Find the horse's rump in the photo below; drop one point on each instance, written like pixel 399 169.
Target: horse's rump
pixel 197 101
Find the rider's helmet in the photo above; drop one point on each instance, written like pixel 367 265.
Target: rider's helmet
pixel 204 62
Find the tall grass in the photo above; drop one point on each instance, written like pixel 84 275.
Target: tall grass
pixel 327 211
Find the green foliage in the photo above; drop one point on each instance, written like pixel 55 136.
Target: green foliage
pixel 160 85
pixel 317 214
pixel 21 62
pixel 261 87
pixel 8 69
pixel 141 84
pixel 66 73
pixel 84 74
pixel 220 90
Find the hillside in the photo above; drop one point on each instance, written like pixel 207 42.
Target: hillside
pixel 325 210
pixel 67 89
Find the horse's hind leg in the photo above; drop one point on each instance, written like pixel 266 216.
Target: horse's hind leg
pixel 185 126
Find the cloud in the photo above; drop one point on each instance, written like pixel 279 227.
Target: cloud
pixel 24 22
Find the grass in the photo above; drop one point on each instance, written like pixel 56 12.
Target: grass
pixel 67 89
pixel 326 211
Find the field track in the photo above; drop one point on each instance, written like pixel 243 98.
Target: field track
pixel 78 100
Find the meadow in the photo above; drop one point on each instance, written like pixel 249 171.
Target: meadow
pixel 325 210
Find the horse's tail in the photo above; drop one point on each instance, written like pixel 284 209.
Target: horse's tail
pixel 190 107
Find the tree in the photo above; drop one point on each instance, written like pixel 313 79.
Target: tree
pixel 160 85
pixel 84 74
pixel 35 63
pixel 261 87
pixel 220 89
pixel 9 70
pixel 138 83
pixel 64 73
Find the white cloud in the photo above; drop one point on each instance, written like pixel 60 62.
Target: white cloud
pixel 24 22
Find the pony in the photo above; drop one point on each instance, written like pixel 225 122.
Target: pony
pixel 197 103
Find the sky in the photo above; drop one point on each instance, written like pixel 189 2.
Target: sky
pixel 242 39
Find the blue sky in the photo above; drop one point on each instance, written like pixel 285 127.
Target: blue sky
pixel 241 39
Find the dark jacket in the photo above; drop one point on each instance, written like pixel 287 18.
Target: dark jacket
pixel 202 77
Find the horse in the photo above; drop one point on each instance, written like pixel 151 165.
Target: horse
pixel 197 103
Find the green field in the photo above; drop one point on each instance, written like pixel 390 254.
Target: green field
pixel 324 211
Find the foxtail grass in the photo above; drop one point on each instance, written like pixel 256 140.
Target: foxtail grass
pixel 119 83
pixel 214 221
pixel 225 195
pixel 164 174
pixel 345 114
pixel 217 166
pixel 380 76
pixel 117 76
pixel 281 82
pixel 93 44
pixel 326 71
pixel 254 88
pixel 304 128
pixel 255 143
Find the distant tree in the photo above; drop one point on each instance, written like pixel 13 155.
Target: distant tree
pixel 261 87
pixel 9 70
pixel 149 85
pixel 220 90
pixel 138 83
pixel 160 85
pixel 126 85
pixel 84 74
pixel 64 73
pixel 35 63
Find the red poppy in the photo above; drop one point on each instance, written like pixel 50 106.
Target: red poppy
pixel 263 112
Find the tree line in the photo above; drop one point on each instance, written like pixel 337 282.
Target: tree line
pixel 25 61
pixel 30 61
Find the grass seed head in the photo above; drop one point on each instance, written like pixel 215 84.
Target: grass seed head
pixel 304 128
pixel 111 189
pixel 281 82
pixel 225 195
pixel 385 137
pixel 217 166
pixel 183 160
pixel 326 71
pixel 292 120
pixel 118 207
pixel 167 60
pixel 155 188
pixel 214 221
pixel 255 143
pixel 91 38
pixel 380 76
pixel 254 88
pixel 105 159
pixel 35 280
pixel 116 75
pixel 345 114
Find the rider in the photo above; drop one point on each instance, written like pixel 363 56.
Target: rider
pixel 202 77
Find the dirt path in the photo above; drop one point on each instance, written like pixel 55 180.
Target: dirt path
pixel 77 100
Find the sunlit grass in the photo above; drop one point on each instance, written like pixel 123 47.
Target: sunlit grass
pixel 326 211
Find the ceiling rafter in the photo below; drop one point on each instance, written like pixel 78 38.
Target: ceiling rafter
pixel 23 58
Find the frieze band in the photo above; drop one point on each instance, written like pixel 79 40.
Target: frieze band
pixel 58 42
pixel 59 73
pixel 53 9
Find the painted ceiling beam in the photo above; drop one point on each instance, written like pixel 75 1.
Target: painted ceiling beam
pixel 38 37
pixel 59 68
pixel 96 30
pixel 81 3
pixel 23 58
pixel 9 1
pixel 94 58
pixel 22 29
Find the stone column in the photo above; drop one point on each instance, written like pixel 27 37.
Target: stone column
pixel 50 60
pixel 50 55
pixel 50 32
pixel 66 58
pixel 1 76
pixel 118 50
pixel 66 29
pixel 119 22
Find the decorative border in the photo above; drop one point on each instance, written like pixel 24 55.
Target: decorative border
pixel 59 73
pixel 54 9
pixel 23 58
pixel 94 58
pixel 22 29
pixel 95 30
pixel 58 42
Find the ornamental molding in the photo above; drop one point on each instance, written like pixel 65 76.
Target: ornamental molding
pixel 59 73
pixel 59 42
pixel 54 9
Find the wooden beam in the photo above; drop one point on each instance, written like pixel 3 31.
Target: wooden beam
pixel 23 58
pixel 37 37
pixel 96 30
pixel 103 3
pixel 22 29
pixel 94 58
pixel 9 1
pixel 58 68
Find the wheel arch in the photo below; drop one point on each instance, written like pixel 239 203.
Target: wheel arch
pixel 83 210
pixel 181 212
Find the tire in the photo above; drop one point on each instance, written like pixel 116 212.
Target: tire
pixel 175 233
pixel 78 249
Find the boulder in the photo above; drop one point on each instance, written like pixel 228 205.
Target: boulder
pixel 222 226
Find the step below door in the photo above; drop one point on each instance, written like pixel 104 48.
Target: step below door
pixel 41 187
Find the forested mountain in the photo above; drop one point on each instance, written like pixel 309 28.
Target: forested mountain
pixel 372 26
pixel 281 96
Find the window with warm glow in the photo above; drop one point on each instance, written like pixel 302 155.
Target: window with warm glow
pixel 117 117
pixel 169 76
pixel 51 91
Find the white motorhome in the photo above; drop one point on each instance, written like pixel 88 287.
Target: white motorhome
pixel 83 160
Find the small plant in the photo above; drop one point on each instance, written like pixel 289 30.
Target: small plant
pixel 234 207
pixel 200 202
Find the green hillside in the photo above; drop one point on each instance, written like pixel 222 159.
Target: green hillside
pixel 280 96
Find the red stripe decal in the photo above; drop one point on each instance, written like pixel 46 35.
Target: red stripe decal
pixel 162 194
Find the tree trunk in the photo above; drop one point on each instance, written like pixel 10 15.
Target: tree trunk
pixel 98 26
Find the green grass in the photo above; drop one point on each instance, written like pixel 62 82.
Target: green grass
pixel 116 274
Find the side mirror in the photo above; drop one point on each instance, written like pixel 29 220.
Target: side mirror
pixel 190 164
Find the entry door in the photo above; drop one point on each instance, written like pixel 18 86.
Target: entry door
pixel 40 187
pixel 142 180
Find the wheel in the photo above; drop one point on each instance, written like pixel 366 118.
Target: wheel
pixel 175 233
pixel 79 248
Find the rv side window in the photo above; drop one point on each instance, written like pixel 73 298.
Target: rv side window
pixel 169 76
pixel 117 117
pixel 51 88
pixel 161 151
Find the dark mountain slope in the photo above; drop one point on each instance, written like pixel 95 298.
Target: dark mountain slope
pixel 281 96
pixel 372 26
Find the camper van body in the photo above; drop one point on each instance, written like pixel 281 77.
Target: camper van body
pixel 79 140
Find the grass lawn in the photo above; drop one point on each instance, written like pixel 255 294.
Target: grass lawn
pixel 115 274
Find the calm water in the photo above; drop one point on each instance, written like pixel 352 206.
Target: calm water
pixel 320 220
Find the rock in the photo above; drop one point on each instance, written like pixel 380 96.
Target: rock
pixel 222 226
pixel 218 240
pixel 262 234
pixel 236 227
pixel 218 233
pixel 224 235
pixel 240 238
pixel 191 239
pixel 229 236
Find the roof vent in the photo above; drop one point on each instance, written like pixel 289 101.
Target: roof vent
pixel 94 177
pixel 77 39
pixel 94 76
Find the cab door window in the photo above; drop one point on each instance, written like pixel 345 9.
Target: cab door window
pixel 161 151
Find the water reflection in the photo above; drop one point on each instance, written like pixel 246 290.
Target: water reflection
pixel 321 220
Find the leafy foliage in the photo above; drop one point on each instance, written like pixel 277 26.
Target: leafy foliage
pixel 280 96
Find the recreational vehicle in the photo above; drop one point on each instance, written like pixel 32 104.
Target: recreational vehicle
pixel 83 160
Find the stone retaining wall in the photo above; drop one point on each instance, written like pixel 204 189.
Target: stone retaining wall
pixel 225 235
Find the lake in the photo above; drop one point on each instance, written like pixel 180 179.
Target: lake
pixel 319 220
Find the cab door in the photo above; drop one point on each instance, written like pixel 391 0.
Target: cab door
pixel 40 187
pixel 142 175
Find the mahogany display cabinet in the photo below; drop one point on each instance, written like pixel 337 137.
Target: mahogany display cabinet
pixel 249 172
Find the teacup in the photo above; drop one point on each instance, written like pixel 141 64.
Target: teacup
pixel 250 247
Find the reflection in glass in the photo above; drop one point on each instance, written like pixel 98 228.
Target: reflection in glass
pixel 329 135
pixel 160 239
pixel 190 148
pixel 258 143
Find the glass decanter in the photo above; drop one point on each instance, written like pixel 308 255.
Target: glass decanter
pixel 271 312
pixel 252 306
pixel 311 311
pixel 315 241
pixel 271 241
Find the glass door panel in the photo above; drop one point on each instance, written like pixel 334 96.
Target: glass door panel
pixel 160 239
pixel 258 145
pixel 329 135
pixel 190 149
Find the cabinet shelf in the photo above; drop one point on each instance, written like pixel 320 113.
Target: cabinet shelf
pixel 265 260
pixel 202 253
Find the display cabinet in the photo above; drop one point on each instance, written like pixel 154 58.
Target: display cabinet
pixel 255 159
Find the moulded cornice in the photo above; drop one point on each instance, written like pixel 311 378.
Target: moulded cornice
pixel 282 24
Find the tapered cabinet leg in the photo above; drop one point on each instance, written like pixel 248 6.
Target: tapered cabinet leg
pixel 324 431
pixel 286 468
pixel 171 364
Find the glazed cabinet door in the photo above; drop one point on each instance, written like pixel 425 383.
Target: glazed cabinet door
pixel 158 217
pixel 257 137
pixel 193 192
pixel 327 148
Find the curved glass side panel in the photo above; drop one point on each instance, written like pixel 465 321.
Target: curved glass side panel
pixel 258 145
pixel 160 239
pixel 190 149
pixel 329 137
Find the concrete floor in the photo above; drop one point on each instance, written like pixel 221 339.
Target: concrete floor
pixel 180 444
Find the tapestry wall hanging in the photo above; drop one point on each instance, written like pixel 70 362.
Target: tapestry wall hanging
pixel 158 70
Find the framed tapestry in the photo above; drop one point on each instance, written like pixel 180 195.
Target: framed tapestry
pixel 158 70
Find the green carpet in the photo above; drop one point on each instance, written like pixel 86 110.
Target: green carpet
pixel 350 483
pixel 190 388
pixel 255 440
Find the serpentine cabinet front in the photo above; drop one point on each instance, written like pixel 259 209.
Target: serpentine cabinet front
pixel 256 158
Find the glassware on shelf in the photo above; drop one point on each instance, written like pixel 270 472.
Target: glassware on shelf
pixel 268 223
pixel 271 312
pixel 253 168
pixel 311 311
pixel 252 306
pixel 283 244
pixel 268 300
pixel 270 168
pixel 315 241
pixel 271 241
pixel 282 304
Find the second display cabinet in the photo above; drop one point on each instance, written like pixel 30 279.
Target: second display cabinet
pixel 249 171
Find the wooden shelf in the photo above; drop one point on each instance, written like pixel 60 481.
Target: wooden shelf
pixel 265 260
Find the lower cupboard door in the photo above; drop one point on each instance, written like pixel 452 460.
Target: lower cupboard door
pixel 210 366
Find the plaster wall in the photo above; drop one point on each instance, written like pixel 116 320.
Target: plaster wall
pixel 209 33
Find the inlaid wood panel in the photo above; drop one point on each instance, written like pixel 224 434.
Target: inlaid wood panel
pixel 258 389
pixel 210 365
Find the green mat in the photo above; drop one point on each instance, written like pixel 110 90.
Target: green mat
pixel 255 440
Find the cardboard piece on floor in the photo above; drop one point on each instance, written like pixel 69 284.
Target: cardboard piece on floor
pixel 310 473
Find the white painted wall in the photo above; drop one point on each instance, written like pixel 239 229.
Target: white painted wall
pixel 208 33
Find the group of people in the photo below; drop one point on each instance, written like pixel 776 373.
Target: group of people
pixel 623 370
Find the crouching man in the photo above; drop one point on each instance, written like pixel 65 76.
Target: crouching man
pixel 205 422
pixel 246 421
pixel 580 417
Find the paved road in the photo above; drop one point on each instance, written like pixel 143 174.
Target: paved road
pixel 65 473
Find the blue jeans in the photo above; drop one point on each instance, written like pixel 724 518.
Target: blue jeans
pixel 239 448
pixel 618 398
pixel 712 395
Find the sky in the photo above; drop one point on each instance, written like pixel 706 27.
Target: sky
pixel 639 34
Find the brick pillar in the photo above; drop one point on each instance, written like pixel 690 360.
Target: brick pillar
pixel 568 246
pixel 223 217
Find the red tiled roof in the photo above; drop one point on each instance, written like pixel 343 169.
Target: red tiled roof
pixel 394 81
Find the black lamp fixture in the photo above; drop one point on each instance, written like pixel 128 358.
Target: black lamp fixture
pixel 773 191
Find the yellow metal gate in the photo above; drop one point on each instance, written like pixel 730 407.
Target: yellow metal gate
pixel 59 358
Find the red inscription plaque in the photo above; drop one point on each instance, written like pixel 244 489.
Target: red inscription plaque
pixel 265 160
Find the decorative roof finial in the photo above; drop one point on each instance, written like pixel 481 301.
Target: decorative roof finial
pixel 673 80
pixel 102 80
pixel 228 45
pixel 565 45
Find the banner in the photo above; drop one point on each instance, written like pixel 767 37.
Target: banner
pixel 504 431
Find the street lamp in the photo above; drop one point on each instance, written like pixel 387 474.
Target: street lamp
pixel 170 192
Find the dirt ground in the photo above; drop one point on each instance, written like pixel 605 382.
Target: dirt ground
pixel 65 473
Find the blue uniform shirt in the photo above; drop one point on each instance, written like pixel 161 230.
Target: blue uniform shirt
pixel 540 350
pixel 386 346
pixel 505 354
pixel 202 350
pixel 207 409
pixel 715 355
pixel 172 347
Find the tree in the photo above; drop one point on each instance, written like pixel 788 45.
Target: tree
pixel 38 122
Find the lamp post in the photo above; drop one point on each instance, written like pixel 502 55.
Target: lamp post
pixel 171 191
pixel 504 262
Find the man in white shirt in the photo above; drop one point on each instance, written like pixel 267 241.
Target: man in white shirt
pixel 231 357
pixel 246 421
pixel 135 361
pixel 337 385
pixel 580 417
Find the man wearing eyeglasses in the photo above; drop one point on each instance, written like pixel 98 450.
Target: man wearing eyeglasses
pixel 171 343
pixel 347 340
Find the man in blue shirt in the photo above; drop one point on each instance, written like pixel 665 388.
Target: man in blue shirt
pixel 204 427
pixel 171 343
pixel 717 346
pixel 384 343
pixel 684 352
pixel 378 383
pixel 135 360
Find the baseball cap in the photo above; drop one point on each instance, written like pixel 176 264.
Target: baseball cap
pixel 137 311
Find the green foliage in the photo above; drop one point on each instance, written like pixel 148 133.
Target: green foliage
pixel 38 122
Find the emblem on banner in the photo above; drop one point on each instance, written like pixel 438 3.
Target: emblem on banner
# # # # # # #
● 목표
위 자료에서 "Find the lake"이 들어 있는 줄에서 시작해 "pixel 255 159"가 들어 있는 줄에서 끝나는 부분을 양 끝 줄까지 포함하여 번호 매긴 목록으로 나타내세요. 빈 줄은 빼세요.

● 풀이는 아래에
1. Find the lake in the photo above; drop one point on each instance, written like pixel 180 179.
2. Target: lake
3. pixel 319 220
4. Find the cab door in the photo above; drop one point on each instance, written like pixel 391 0.
5. Target: cab door
6. pixel 40 187
7. pixel 142 175
8. Find the mahogany display cabinet in the photo below; drop one point on each instance, written like pixel 337 137.
9. Target: mahogany display cabinet
10. pixel 249 172
11. Find the teacup in the photo above; drop one point on each instance, written like pixel 141 64.
12. Target: teacup
13. pixel 250 247
14. Find the reflection in glass in the photo above; drop one point on each instance, written like pixel 98 228.
15. Target: reflection in glass
16. pixel 329 135
17. pixel 160 239
18. pixel 190 148
19. pixel 258 143
20. Find the glass decanter in the photo above; drop one point on each instance, written like pixel 308 255.
21. Target: glass decanter
22. pixel 271 312
23. pixel 252 306
24. pixel 311 311
25. pixel 315 241
26. pixel 271 241
27. Find the glass door panel in the photo above; drop one point on each instance, written like pixel 334 96.
28. Target: glass door panel
29. pixel 160 239
30. pixel 258 145
31. pixel 329 135
32. pixel 190 149
33. Find the cabinet shelf in the photo above; drop one point on each instance, written like pixel 320 113.
34. Target: cabinet shelf
35. pixel 265 260
36. pixel 202 253
37. Find the display cabinet in the photo above; drop one point on each instance, written like pixel 154 58.
38. Target: display cabinet
39. pixel 255 159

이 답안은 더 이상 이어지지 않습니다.